"""

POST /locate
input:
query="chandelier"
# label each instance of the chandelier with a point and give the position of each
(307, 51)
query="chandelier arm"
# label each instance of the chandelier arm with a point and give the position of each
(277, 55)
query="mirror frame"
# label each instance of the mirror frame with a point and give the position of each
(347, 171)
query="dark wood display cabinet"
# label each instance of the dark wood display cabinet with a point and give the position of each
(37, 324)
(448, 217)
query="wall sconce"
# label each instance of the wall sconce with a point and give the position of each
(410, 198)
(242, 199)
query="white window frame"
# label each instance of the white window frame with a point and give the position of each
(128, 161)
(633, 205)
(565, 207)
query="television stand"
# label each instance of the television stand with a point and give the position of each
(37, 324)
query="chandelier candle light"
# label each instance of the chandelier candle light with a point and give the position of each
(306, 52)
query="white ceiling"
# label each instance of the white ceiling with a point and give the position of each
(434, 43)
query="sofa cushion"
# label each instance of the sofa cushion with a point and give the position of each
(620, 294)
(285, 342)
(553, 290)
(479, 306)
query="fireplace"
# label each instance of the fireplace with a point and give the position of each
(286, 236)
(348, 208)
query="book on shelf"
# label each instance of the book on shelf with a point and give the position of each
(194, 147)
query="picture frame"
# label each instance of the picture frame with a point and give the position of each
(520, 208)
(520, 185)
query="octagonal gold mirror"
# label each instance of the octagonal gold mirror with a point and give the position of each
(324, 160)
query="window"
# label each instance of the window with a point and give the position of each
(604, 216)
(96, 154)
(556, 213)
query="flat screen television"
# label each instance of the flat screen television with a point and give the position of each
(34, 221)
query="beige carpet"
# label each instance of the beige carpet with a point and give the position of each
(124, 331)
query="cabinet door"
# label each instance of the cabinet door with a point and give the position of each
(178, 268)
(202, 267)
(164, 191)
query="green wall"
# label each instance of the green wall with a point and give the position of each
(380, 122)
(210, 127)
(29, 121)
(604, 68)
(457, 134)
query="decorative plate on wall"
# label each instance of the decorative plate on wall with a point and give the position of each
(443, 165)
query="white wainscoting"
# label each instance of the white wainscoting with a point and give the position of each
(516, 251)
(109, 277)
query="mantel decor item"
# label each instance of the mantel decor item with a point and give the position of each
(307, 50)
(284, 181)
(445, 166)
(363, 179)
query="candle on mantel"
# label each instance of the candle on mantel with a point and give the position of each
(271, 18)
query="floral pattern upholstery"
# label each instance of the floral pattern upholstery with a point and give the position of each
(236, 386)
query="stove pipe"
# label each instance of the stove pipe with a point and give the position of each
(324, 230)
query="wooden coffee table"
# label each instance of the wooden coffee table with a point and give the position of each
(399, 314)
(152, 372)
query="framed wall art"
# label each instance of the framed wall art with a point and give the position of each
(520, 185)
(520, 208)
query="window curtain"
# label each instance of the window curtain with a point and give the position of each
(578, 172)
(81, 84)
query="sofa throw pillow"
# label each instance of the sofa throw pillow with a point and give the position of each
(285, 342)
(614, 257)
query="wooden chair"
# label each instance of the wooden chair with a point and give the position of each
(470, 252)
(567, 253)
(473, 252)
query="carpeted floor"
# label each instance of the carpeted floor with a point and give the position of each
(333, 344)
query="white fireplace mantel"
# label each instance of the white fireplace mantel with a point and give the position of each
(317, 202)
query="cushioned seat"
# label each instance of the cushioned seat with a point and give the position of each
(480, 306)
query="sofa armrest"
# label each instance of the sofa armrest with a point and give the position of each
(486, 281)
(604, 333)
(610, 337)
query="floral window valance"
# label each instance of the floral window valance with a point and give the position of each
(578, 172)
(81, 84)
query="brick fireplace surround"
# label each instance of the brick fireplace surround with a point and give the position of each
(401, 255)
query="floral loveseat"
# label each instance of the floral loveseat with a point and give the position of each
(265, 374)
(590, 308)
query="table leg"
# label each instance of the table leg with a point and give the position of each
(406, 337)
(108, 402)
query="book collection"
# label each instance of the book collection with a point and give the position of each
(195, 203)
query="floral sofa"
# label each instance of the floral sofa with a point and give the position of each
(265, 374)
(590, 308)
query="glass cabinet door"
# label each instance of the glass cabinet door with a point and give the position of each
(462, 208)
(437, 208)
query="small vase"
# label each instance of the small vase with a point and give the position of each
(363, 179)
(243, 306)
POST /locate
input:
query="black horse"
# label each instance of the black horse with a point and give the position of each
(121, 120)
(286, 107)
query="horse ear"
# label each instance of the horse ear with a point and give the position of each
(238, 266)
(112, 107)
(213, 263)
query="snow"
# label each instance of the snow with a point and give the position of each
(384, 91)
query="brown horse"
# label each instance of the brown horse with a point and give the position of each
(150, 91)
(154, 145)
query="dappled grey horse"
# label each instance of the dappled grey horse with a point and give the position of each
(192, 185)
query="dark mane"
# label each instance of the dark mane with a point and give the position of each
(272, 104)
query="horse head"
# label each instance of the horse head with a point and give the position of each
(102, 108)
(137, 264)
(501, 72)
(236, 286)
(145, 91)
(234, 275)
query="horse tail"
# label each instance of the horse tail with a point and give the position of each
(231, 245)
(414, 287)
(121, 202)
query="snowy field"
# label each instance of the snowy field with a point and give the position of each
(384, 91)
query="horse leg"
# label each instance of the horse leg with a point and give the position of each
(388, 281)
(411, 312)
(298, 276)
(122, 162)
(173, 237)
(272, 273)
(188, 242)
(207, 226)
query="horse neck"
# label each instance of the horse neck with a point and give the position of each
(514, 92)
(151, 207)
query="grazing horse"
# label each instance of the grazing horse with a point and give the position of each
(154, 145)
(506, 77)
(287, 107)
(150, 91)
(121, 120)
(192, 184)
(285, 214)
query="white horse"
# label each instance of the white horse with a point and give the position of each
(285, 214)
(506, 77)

"""
"""

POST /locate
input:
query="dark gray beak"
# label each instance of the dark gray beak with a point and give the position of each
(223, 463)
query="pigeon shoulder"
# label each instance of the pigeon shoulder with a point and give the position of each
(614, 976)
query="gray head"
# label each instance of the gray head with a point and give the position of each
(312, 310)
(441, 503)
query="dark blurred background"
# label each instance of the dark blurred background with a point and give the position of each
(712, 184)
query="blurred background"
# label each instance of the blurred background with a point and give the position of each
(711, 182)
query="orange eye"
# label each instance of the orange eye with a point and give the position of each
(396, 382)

"""
"""

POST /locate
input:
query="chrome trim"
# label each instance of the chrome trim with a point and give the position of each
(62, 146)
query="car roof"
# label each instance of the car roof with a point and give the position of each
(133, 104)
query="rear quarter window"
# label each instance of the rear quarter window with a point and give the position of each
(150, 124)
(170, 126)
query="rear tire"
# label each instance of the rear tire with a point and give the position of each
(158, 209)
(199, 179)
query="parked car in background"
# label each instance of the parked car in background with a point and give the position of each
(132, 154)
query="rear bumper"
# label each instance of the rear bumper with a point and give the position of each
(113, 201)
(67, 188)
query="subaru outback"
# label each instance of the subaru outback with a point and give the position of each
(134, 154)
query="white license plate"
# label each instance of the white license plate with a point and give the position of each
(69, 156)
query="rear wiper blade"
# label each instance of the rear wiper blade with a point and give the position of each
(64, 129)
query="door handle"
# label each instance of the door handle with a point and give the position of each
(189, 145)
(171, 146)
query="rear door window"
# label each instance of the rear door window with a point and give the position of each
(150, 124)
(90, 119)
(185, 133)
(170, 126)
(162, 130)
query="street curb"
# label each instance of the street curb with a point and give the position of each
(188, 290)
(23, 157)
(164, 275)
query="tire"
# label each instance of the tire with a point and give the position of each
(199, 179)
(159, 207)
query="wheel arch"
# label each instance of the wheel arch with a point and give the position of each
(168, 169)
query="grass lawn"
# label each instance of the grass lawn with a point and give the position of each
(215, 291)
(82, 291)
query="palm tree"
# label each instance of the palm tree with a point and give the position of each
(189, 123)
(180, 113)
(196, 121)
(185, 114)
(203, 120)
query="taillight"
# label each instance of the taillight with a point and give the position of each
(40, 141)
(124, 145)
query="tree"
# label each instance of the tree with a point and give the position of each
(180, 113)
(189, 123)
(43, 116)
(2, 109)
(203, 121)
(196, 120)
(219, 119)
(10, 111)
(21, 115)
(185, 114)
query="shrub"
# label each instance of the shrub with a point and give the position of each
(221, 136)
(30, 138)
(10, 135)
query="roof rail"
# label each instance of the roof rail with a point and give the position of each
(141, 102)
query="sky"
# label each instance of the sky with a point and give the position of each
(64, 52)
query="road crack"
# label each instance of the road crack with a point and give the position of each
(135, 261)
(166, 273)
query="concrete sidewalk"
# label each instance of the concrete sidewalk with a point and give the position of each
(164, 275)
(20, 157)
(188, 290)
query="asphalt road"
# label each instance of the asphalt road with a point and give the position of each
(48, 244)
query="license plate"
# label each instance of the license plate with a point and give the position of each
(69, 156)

"""

Indica, per favore, quante righe delle voci qui sopra contengono la stringa "mantel", distinguendo tra maiuscole e minuscole. Rispondi soltanto con il numero.

Risposta completa: 6